▶ [Passage]
══════

I don't think any of you reading this are robots, and I do realize this can be a difficult task keeping the spell out of your mind. I understand it's hard to avoid theorizing how the spell will manifest. I know sometimes it's hard NOT to think of your ex or how much you miss them...so allow me to suggest something. Give yourself 15 minutes every day at a specific time (often right before bed is a good time for most people) where you allow yourself to engage in any sort of "bad thinking" behaviors (for example "thinking the spell to death" or "refusing to let go of the situation" or fantasizing, etc,) and reserve that 15 minutes as the only time you can engage in that sort of thinking. When you feel a fantasy about your ex coming on, tell yourself "I can think about that during my 15 minutes, so I'll put it away for later," and then put your mind elsewhere.
The less time you spend making yourself anxious by thinking about the situation, the better you are going to feel, too. Who actually wants to be a freaked out emotional basket case? Anyone? I know I don't! ;)

══════

▶ [Recorded information]
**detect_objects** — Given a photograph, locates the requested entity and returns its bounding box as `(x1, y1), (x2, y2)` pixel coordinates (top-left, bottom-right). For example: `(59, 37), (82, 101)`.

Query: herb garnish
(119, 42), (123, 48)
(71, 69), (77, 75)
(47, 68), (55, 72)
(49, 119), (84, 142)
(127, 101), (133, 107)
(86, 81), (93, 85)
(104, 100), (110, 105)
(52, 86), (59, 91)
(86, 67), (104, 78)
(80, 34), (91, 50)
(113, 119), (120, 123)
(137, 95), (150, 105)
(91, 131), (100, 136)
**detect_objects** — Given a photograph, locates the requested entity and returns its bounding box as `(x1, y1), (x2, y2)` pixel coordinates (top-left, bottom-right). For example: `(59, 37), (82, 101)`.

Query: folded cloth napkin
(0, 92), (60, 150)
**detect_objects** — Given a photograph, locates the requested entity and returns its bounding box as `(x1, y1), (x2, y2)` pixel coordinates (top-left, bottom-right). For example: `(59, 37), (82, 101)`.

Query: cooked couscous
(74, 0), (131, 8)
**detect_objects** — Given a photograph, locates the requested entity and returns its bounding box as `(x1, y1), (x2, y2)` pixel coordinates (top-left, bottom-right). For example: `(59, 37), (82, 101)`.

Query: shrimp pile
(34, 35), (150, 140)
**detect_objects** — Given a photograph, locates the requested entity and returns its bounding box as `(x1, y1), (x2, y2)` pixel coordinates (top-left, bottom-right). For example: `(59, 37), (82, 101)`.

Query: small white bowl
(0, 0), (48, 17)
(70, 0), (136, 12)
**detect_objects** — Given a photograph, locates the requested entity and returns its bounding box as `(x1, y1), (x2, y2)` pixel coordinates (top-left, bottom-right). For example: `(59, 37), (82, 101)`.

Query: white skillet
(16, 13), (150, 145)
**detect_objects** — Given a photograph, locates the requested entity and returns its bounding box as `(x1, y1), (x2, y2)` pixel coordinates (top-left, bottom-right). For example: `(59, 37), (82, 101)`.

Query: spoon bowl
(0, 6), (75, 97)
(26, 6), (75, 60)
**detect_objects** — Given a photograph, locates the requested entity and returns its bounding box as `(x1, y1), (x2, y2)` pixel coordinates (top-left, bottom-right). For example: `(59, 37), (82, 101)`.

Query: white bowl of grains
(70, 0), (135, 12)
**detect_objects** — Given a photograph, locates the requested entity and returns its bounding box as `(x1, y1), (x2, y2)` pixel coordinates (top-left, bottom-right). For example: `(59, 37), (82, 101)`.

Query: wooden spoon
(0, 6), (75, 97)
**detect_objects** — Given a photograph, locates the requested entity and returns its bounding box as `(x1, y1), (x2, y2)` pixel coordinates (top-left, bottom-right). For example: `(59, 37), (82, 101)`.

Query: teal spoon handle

══════

▶ [Required actions]
- 1) According to the passage on keeping the spell out of your mind, what time is often good for the daily 15 minutes?
- 2) Continue the passage on keeping the spell out of your mind, starting after its last sentence.
You won't need the listing.

▶ [Written responses]
- 1) Right before bed.

- 2)
*Stop talking about your ex. Wow, I think I just heard a bunch of my readers' friends breathe a huge sigh of relief. ;) I knew your friends were sick of hearing about your ex all of the time. ;) BUT, I tell you this not to relieve your friends from the endless duty of listening to you vent on the subject of your ex and break up, but rather because...guess what? Chances are your friends know your ex, or have friends who are friends with your ex, or friends of friends of friends who are friends with your ex, and everything you're saying? It's getting back to your ex. And it's probably not making your ex happy.
On top of this, by bringing up this sad subject all of the time, you're keeping yourself attatched to the past, and opening up the wounds caused by the break up each time. That's not helpful for your mental well-being, and it's going to keep you anchored to that hurt. You need to let go of that PAST so you can sail on to your desired FUTURE, and if that future you want is a future with your ex back as your partner, keeping that death-grip on the past is going to prevent you from ever getting to that future.
Also, your friends contacted me and told me to please tell you to STFU, they are so so so sick of hearing about it. ;) Not really, but they wish they asked me to say this to you.
*Relax and let the spell work. If you're doing any of the above, you're not relaxing and letting your spell do it's work. ;) It's time to relax and let things happen - you'll be surprised how much faster your spell manifests when you do.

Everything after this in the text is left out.